STATED EXERCISE:
Rewrite the stretch of entries from the line containing "Objective — one marker on every instance of the guitar effect" through the end of the entries, replacing "canopy" with "awning" and leaving everything else unchanged. Give only those lines.

RECORDS PROVIDED:
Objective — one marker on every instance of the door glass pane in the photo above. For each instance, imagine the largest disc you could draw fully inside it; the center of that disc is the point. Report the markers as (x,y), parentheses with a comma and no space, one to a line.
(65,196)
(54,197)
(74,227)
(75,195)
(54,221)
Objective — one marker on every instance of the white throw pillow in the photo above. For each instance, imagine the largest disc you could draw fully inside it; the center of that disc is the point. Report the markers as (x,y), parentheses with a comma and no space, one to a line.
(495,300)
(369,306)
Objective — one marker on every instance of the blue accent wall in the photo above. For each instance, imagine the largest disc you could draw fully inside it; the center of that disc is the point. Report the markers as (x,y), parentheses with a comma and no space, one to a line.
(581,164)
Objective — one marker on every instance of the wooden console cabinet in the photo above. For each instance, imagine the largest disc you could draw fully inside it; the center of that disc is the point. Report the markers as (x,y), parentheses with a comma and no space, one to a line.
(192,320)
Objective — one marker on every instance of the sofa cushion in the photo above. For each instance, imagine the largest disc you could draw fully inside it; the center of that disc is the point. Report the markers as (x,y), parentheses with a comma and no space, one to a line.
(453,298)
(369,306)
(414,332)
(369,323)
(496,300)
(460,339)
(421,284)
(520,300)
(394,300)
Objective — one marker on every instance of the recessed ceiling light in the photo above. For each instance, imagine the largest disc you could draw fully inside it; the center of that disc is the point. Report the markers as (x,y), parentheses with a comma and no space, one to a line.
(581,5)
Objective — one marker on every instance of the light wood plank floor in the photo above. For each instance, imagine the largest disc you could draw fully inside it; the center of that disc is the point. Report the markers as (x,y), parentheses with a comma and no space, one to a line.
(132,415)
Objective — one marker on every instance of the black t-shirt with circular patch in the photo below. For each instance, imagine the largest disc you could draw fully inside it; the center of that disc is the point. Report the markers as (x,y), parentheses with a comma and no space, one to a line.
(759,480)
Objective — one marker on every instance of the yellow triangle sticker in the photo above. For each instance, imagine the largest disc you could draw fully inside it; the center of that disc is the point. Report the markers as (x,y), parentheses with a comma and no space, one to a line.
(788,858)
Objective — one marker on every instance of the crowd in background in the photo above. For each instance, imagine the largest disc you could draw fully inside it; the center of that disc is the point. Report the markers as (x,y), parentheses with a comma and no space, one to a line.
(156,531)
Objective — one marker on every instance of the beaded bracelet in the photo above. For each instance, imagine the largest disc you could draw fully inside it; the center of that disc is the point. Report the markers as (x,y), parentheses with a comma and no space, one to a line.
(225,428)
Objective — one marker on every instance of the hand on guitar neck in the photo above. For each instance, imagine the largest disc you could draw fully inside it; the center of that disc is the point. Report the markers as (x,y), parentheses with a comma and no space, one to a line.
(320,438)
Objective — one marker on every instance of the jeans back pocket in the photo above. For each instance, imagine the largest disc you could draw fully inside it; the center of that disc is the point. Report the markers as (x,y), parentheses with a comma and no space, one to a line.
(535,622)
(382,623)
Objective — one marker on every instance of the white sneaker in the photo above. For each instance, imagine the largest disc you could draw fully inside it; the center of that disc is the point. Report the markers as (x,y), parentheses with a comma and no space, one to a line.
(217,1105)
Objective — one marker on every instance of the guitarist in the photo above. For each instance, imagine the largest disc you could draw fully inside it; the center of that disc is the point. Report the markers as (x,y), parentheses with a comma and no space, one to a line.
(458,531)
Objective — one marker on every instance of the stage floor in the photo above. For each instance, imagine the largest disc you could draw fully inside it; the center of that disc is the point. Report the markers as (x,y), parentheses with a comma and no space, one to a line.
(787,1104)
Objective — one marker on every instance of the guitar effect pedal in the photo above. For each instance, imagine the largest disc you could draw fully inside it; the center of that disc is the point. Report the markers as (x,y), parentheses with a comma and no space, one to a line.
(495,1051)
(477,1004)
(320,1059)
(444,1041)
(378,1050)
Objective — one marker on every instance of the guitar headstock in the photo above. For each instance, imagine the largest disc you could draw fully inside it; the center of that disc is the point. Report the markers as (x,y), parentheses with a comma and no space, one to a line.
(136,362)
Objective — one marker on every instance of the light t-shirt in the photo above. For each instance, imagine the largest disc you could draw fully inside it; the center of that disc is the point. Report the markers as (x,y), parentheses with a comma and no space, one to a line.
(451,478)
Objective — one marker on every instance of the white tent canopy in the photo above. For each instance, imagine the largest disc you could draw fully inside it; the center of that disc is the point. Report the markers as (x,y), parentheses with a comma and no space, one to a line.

WRITTEN SOLUTION:
Objective — one marker on every instance of the guitar effect pedal in the photo above. For each instance, imagine the largest disc you could draw fully inside it; the center of that disc is the point. Report the markers as (x,y), parentheses with a comma and no space, one to a line.
(495,1051)
(477,1004)
(320,1059)
(444,1041)
(378,1050)
Objective — one marker on every instance of the guitar headstock in the photo above. For each instance, imagine the largest disc you could draw fully inside it; the center of that disc is the point. Report the markers as (x,y), parentheses with a comma and no space, one to a line.
(136,362)
Objective — one marker on every instance of the light t-shirt in the photo above. For each instance, imagine the largest disc you could draw fully inside it; the center of that disc is the point. Report the markers as (x,y), parentheses with a comma and no space, one to a line.
(451,478)
Objective — one marker on every instance of the white tent awning in the photo above. For each instance, imagine the largest disc you could draw fully inside it; the center of that disc is the point. Report the markers as (x,y), parentheses with a comma and no space, one to a line.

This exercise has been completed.